Prompt>
Copy these rows word for word.

Dataset excerpt>

────────────────

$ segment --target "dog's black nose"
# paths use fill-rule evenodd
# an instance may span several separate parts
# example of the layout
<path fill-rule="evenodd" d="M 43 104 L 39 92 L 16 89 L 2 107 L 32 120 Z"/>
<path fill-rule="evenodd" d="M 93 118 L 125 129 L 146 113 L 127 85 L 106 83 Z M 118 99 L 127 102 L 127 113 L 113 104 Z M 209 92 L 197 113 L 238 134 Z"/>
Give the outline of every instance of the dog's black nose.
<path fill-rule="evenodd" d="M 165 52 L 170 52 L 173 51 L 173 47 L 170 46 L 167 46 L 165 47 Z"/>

────────────────

Written response>
$ segment --target "dog's black nose"
# paths use fill-rule evenodd
# an instance may span several separate parts
# example of the layout
<path fill-rule="evenodd" d="M 43 104 L 39 92 L 16 89 L 2 107 L 32 120 Z"/>
<path fill-rule="evenodd" d="M 93 118 L 125 129 L 146 113 L 127 85 L 106 83 Z M 118 99 L 127 102 L 127 113 L 113 104 Z M 209 92 L 197 113 L 238 134 Z"/>
Give the outline of every instance of the dog's black nose.
<path fill-rule="evenodd" d="M 165 52 L 170 52 L 173 51 L 173 47 L 170 46 L 167 46 L 165 47 Z"/>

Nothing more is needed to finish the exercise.